Position identification records:
*****

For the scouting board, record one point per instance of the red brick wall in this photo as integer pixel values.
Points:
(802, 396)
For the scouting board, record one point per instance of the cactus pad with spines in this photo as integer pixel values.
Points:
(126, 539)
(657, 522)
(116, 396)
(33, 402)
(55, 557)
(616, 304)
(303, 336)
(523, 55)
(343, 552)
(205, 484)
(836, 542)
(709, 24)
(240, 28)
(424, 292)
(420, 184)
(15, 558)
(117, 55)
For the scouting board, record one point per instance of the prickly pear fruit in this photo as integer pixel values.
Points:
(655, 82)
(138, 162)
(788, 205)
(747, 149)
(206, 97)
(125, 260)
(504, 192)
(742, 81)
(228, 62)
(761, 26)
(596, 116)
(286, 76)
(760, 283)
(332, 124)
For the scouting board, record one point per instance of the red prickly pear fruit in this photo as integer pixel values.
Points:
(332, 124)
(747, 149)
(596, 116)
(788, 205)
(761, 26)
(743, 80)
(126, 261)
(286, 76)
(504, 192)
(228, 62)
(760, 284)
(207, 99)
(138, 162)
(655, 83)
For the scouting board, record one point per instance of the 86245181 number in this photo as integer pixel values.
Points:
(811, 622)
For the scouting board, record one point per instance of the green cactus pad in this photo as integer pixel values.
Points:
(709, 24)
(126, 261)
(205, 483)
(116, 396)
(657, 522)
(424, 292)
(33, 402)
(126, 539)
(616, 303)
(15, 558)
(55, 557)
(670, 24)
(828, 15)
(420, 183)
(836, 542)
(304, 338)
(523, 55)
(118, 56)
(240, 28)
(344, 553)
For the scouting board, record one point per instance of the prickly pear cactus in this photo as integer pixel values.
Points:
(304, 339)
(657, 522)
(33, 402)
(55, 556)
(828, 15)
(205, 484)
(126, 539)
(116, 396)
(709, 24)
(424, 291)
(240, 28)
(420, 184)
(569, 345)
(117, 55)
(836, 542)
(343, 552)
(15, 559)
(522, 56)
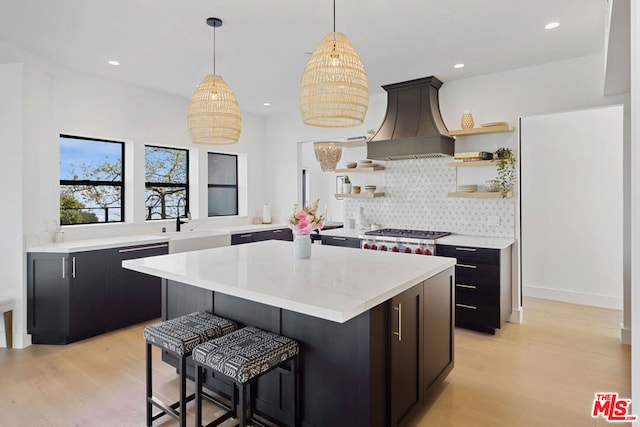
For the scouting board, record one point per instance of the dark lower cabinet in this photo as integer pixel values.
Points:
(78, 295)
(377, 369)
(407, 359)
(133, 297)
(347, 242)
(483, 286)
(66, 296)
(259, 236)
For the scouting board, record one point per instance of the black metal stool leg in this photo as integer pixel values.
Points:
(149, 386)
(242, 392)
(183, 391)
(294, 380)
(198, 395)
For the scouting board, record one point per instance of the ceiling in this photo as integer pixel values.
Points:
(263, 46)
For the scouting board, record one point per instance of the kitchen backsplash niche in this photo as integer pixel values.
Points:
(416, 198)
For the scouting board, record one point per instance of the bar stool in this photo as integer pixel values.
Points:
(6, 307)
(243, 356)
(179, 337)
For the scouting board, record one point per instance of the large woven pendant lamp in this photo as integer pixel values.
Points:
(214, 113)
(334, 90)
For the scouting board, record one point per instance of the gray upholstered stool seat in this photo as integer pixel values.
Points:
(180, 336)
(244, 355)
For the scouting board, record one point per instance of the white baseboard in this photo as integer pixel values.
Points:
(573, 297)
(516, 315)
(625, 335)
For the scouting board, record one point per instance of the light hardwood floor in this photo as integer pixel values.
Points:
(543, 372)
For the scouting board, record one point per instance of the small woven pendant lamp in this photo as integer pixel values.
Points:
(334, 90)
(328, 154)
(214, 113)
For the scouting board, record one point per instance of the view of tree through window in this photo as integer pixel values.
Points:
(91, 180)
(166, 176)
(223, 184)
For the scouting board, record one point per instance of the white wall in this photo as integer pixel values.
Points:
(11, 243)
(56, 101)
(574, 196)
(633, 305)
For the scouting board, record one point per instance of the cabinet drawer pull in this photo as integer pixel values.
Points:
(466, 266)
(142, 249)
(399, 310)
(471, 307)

*****

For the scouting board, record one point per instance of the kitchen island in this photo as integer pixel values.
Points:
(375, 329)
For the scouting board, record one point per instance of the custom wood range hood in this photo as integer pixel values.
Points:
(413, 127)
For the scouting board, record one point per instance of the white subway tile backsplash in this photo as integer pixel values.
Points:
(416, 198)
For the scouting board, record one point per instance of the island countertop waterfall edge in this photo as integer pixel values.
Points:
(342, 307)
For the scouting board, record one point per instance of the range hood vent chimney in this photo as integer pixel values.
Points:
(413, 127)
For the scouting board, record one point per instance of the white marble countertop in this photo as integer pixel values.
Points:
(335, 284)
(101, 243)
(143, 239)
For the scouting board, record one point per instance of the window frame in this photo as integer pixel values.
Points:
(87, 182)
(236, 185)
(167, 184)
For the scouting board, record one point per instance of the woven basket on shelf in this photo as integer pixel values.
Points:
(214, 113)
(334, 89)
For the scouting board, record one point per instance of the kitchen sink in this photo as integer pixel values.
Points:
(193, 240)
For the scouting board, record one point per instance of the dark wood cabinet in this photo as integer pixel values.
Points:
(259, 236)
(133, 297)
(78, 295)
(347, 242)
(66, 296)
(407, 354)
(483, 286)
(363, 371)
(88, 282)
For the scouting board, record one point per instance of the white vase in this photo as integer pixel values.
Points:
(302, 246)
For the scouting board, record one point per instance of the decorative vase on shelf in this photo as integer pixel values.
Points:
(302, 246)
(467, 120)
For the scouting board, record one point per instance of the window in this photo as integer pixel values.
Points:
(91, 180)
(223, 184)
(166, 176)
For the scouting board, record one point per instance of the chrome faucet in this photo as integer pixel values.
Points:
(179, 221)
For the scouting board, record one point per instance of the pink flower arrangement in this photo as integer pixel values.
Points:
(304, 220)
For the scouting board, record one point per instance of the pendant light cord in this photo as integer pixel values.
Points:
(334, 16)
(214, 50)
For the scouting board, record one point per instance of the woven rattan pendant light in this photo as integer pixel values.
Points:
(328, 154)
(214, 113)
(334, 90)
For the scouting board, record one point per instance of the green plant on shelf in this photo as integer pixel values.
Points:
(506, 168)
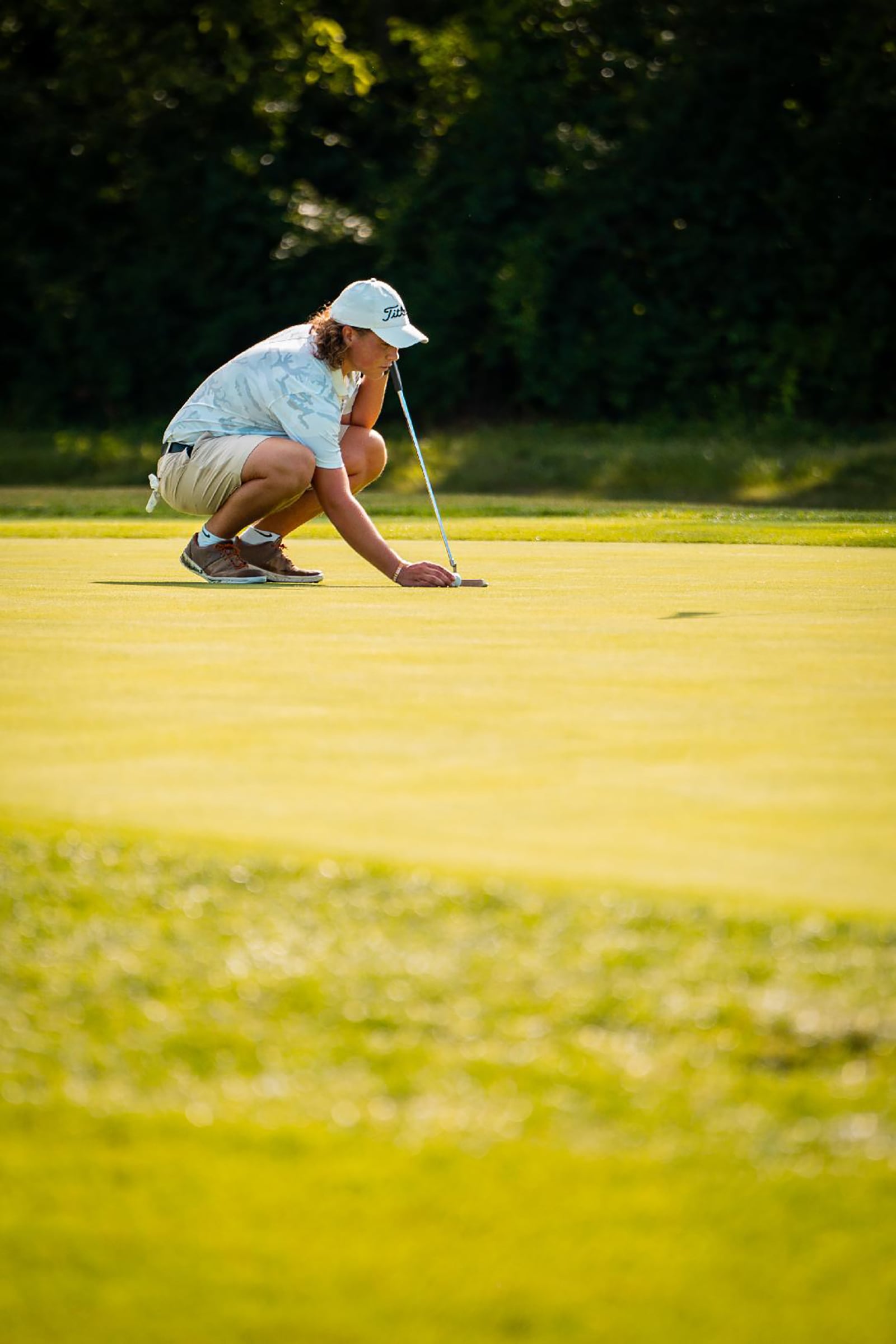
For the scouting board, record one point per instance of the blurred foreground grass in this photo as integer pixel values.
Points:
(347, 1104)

*****

Work to do:
Arrange the stretch of the records from the line containing "the green plant" through the line containing "(347, 1104)" as a Markdown table with the columns Row and Line, numbering each row and omitting blank lines. Leave the pictures out of the table.

The reply:
| Row | Line |
|---|---|
| 1 | For the scouting board, record one point per instance of the green plant on shelf in this photo as integer pixel values. |
| 2 | Points: |
| 3 | (506, 168) |
| 4 | For the scouting board, record one point per instance of the blurred foreground grass in this photo as integer pixel values. |
| 5 | Points: |
| 6 | (347, 1104) |